Exercise goal: Give a verbatim repeat of the lines that run from the line containing "Pointing guideline: for each instance of the green wheat" to the end of the data below.

— begin Data listing —

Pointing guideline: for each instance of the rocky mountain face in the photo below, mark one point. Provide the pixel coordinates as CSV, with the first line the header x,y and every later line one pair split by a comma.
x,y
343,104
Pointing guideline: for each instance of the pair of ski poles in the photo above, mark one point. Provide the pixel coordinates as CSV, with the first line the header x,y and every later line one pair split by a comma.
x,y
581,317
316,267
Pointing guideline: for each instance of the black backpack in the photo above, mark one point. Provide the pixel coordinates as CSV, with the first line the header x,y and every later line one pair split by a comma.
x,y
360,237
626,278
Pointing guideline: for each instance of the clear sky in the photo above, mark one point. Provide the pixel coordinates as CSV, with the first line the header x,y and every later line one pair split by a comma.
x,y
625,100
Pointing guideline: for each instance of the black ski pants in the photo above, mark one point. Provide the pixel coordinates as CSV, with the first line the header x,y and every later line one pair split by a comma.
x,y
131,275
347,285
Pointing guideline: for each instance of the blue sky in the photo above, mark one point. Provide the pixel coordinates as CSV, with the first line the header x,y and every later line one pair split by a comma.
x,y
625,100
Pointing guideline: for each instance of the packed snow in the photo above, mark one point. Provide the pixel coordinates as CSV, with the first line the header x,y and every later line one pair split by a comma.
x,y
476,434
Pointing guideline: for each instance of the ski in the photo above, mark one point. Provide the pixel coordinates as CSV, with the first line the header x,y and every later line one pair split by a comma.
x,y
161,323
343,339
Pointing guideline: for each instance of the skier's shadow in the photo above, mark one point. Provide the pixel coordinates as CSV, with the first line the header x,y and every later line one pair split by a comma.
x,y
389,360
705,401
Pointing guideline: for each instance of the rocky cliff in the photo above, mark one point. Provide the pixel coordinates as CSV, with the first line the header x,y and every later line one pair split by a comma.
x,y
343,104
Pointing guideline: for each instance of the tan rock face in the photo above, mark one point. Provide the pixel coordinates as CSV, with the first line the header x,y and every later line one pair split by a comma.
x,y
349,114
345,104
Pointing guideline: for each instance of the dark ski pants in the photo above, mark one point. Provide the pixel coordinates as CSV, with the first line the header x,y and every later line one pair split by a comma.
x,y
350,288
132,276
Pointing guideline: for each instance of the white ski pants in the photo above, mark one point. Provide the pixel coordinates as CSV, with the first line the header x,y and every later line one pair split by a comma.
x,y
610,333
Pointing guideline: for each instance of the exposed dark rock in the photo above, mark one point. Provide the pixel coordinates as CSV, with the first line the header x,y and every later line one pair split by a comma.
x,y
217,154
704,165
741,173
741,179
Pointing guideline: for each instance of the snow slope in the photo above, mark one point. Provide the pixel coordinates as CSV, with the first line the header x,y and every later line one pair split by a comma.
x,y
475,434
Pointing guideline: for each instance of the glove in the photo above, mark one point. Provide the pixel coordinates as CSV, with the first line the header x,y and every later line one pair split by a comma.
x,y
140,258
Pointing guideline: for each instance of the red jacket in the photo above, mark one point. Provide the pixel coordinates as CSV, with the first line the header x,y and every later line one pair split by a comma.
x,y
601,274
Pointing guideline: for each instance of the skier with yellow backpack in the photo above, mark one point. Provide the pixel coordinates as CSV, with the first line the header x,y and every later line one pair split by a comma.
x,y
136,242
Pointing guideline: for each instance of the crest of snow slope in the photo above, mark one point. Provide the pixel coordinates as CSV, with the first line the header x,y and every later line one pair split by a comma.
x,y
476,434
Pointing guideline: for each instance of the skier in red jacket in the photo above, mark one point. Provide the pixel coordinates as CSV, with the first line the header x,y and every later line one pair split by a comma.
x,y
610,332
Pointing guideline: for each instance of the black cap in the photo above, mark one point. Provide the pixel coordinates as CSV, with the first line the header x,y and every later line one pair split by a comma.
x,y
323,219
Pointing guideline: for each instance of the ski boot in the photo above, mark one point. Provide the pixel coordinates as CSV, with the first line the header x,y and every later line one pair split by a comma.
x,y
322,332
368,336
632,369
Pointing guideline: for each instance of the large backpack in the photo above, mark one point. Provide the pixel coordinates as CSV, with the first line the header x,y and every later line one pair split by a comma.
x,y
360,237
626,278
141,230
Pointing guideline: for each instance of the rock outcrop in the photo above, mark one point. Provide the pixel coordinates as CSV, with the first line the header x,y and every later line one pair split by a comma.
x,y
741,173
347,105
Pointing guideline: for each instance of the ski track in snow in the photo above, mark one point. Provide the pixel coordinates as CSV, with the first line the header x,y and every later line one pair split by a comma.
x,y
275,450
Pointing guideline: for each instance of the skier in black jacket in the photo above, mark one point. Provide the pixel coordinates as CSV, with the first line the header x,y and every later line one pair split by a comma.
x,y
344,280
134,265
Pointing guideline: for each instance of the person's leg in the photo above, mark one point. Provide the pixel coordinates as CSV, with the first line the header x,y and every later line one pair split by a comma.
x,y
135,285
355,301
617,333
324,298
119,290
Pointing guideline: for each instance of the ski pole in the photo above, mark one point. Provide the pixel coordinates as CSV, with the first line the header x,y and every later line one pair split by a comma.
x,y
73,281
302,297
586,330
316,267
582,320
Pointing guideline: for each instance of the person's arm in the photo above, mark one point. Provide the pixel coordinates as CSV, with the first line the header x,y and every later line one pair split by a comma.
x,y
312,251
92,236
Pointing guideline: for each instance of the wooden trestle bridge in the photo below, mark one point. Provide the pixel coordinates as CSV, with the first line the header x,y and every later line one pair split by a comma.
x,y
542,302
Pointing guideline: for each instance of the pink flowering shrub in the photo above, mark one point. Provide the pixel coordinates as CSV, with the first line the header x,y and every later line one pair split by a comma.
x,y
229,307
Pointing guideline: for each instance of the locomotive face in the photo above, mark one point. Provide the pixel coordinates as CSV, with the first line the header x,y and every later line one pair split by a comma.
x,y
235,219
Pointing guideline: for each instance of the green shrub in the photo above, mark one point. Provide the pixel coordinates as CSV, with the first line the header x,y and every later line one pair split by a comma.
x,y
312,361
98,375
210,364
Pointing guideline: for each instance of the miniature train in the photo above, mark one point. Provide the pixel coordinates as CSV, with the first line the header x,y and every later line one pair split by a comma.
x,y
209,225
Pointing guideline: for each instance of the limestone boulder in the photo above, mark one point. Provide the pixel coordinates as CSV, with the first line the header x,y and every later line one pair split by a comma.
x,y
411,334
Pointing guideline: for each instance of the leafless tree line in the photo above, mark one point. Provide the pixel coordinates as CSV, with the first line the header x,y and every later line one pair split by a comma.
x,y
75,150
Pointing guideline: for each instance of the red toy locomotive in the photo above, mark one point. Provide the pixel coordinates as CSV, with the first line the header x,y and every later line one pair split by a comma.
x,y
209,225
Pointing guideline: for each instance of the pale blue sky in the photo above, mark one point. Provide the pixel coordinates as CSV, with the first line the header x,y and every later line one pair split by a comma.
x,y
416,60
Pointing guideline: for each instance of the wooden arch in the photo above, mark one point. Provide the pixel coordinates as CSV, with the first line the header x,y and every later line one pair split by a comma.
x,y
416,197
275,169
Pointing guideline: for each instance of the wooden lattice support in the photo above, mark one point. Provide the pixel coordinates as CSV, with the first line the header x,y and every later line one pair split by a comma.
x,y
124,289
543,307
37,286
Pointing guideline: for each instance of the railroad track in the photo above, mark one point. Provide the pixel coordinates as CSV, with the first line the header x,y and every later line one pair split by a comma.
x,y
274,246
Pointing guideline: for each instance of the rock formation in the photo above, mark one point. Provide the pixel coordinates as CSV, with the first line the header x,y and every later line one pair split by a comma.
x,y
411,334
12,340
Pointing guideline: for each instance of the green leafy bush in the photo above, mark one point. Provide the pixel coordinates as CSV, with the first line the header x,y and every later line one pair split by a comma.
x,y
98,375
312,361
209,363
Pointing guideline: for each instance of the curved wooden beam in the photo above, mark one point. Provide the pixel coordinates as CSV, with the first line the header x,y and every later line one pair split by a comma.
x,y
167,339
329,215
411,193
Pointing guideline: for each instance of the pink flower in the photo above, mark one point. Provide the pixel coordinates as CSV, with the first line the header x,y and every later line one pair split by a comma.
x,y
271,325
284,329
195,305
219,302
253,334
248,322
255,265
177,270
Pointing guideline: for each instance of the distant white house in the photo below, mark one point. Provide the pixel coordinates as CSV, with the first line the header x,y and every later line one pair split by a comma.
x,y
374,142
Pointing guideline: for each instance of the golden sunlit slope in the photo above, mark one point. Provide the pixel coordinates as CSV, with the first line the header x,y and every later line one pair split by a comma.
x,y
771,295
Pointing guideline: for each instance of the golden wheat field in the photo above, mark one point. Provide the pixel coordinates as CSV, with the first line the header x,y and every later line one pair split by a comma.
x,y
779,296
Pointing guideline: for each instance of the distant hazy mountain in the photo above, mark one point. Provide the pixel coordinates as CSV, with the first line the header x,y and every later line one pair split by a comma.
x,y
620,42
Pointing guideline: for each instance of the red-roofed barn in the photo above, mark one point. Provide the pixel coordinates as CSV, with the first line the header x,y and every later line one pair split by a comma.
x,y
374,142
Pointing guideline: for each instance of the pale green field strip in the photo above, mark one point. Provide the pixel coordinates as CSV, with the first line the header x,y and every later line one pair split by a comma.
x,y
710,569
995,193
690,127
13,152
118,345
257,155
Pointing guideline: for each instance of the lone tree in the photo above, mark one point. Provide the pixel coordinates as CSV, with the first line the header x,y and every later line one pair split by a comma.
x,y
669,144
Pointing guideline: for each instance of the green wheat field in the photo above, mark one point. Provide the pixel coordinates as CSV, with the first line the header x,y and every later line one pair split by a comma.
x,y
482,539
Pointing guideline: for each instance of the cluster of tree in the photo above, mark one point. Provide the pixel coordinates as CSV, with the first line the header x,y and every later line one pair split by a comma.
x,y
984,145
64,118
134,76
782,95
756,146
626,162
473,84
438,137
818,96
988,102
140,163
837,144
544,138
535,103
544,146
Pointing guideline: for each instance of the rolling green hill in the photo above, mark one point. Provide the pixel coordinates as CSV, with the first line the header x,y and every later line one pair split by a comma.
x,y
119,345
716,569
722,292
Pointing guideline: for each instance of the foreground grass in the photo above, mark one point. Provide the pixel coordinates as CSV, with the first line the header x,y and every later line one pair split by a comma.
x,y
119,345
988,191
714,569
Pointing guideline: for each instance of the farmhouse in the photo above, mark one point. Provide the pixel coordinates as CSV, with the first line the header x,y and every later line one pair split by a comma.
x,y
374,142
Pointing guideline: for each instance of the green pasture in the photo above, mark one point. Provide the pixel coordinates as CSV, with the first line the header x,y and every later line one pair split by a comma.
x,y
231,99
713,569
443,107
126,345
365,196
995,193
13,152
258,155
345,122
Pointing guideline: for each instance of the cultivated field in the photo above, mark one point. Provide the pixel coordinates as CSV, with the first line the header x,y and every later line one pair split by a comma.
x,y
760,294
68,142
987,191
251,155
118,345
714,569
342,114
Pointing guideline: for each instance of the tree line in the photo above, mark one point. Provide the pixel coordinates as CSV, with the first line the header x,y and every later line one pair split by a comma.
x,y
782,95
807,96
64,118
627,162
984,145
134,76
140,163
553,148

— end Data listing —

Written response:
Pointing guideline: for each instance of the green wheat field in the photo above, mark one point. Provide the pixel coordinates as CSV, with the first line the header x,y and every later line one pair split by a comma.
x,y
482,539
Pointing guideline: for each instance of the cluster of tree in the photo above, mark one point. Provide the pixel coordinates as CSV, with the first line the header x,y and every later line one pair split by a comma.
x,y
984,145
64,118
134,76
782,95
756,146
626,162
473,84
438,137
818,96
988,102
140,163
837,144
544,138
535,103
544,146
Pointing guideline: for each instance of the rolling green hill in the photo above, mark one point. Provide the pixel coordinates as CSV, with the first line the header x,y and every later line one pair split by a comma.
x,y
119,345
716,569
722,292
Pointing guideline: for each instance of the foreground grass in the photo above, mark one point. Provide the pixel coordinates as CSV, with the first line the header x,y and every later line one pair split by a comma.
x,y
119,345
988,191
714,569
Pointing guideline: for each instance of the farmhouse in the photo above, mark one point. Provide the pixel coordinates as CSV, with the first line the header x,y and every later line one pair split by a comma.
x,y
374,142
Pointing guideline: for each instance of the green pasture in the photo above, mark one point. Provide the pixel coordinates as CSV, with the first line the header x,y and every later line one pair split by a comma.
x,y
231,99
713,569
443,107
126,345
365,196
995,193
13,152
258,155
345,122
Pointing guideline: for each instance of the cultivated field in the photo above, mark one point. Provide the pixel coordinates as CSV, with the first line the header x,y and every later line one pair split by a comma.
x,y
760,294
68,142
987,191
251,155
118,345
714,569
342,114
Pointing guideline: for each instance of the tree line in the photo above, mark one point. Provide the pixel coordinates as CSV, with the first line the header x,y and every later line one pair split by a comma.
x,y
782,95
807,96
64,118
627,162
984,145
134,76
140,163
553,148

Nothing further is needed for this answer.